Du fait de l’épidémie de Covid-19, notre projection centrale est sujette à un niveau d’incertitude nettement supérieur à celui entourant les prévisions en temps normal. Cet encadré présente donc deux scénarios alternatifs en comparaison avec notre scénario central, reflétant des dynamiques « favorable » et « sévère » de l’évolution de la situation épidémique (cf. graphique 3). Ces scénarios alternatifs sont le résultat de simulations réalisées à l’aide de notre modèle de prévision FR-BDF, construites à partir d’une combinaison de chocs spécifiques aux différents scénarios sur la demande domestique comme extérieure, ainsi que des hypothèses alternatives sur certaines variables financières. Comme en juin, ces scénarios ont été établis dans le cadre de la préparation des projections communes de l’Eurosystème pour décembre 2020 ; elles reposent ainsi sur une approche coordonnée, avec des scénarios analogues publiés par la Banque centrale européenne et les banques centrales nationales.

Entrées de données enregistrées
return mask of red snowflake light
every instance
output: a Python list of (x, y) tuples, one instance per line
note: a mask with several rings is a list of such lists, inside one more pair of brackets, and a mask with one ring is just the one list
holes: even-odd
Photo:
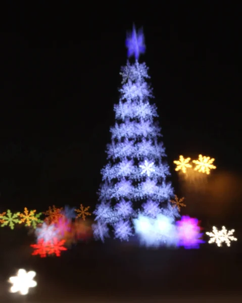
[(50, 247), (48, 255), (55, 254), (57, 257), (60, 257), (62, 250), (67, 250), (67, 248), (63, 246), (66, 240), (64, 239), (59, 241), (58, 239), (54, 238)]
[(63, 246), (65, 242), (65, 240), (59, 241), (57, 238), (54, 238), (53, 240), (47, 242), (44, 242), (43, 239), (39, 239), (37, 244), (30, 245), (31, 247), (35, 249), (32, 255), (39, 255), (41, 258), (46, 258), (47, 255), (55, 254), (57, 257), (60, 257), (62, 250), (67, 250), (67, 248)]
[(43, 239), (38, 240), (37, 244), (32, 244), (30, 247), (35, 250), (32, 253), (32, 256), (39, 255), (41, 258), (46, 258), (50, 249), (50, 242), (44, 242)]

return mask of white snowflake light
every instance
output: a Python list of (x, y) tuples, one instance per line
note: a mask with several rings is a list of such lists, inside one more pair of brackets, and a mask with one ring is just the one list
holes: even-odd
[(230, 246), (231, 241), (237, 241), (237, 238), (232, 235), (234, 232), (234, 229), (227, 231), (225, 226), (222, 227), (221, 230), (218, 230), (215, 226), (213, 227), (213, 232), (207, 232), (206, 234), (210, 237), (209, 244), (216, 243), (218, 246), (221, 247), (221, 244), (225, 242), (227, 246)]
[(144, 161), (143, 165), (139, 165), (139, 167), (142, 169), (141, 174), (147, 174), (148, 177), (150, 177), (151, 173), (155, 171), (155, 169), (153, 168), (154, 162), (149, 163), (147, 160)]
[(27, 272), (25, 269), (19, 269), (17, 276), (9, 278), (9, 282), (13, 284), (10, 292), (18, 291), (21, 294), (27, 294), (30, 287), (35, 287), (37, 285), (36, 281), (33, 280), (35, 275), (35, 272), (31, 271)]

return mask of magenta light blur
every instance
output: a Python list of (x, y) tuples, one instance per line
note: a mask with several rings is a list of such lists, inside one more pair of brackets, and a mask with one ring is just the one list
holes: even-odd
[(200, 244), (204, 243), (201, 239), (203, 233), (199, 221), (196, 218), (182, 216), (181, 219), (176, 222), (178, 241), (177, 245), (185, 249), (199, 248)]

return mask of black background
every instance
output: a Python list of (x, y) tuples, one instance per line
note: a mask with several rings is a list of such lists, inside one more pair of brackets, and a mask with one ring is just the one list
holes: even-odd
[[(120, 68), (127, 60), (126, 33), (134, 22), (143, 28), (147, 52), (140, 61), (150, 68), (171, 180), (175, 192), (186, 198), (183, 213), (202, 219), (205, 229), (217, 224), (235, 228), (239, 240), (238, 5), (209, 2), (169, 5), (101, 2), (90, 6), (62, 1), (9, 3), (1, 10), (0, 211), (27, 206), (42, 211), (53, 204), (80, 203), (93, 210), (100, 171), (107, 161), (109, 127), (114, 123), (113, 105), (118, 102)], [(199, 154), (214, 157), (217, 168), (201, 184), (186, 183), (174, 171), (173, 161), (180, 154), (196, 159)], [(73, 297), (79, 291), (73, 286), (76, 281), (82, 283), (83, 293), (94, 296), (100, 289), (106, 294), (115, 293), (115, 284), (125, 297), (126, 283), (134, 293), (146, 285), (148, 295), (156, 292), (153, 286), (158, 293), (167, 289), (170, 294), (179, 294), (182, 289), (189, 294), (190, 289), (198, 289), (201, 294), (206, 288), (212, 289), (215, 280), (220, 291), (228, 289), (229, 280), (234, 289), (239, 287), (235, 283), (241, 267), (238, 242), (229, 248), (204, 244), (206, 248), (200, 250), (170, 254), (166, 249), (138, 249), (132, 244), (126, 249), (112, 241), (104, 245), (92, 242), (89, 246), (80, 244), (60, 259), (36, 261), (29, 258), (27, 247), (31, 240), (26, 234), (20, 237), (6, 229), (1, 232), (6, 247), (3, 285), (6, 276), (15, 273), (13, 268), (37, 267), (43, 281), (38, 295), (47, 289), (43, 286), (47, 275), (53, 281), (53, 298), (58, 297), (59, 285), (70, 281)], [(169, 278), (164, 279), (165, 274)], [(101, 282), (102, 275), (106, 284)], [(130, 276), (128, 283), (125, 275)], [(61, 278), (56, 283), (57, 276)], [(1, 293), (5, 288), (1, 286)]]

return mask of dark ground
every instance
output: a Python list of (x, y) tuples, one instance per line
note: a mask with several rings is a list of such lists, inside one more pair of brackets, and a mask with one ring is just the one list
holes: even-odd
[[(32, 239), (24, 230), (4, 230), (1, 303), (24, 301), (23, 296), (8, 293), (7, 282), (20, 268), (37, 273), (38, 285), (24, 298), (27, 303), (194, 302), (197, 298), (203, 302), (242, 301), (239, 241), (230, 247), (205, 243), (197, 250), (148, 250), (132, 242), (91, 241), (79, 243), (59, 258), (41, 259), (31, 256)], [(239, 233), (236, 233), (238, 238)]]

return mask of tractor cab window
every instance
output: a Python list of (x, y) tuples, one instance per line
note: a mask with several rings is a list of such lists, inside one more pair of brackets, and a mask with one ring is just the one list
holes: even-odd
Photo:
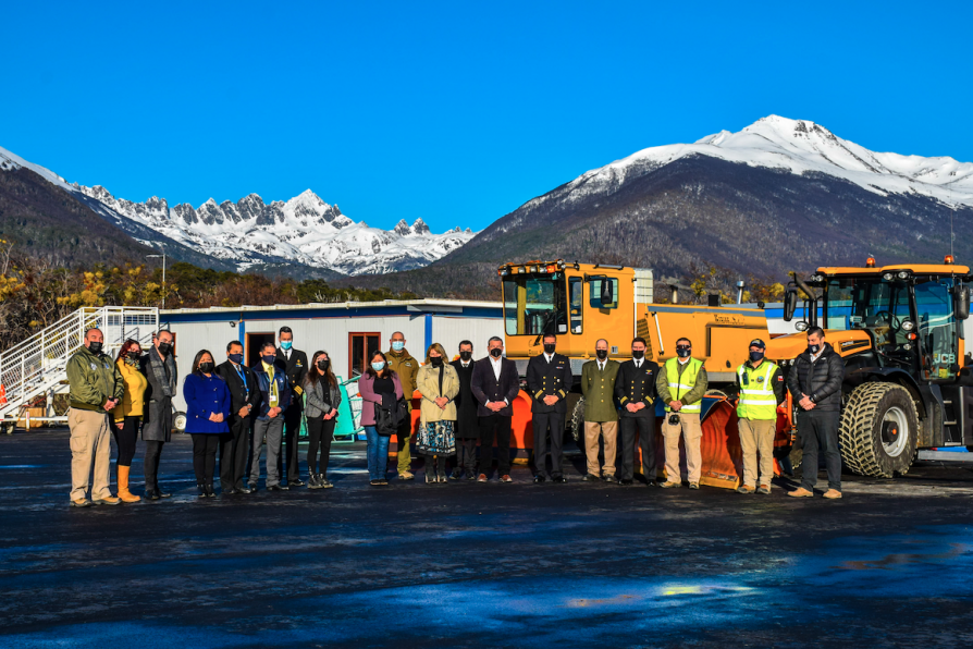
[(948, 379), (958, 363), (956, 317), (952, 310), (952, 278), (915, 285), (916, 330), (926, 379)]
[(504, 278), (504, 322), (507, 335), (567, 333), (564, 273)]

Action requise: Recopiez mot pour mot l'intégralité du passage sur les scénarios alternatifs liés au Covid-19.

Tâche accomplie:
Du fait de l’épidémie de Covid-19, notre projection centrale est sujette à un niveau d’incertitude nettement supérieur à celui entourant les prévisions en temps normal. Cet encadré présente donc deux scénarios alternatifs en comparaison avec notre scénario central, reflétant des dynamiques « favorable » et « sévère » de l’évolution de la situation épidémique (cf. graphique 3). Ces scénarios alternatifs sont le résultat de simulations réalisées à l’aide de notre modèle de prévision FR-BDF, construites à partir d’une combinaison de chocs spécifiques aux différents scénarios sur la demande domestique comme extérieure, ainsi que des hypothèses alternatives sur certaines variables financières. Comme en juin, ces scénarios ont été établis dans le cadre de la préparation des projections communes de l’Eurosystème pour décembre 2020 ; elles reposent ainsi sur une approche coordonnée, avec des scénarios analogues publiés par la Banque centrale européenne et les banques centrales nationales.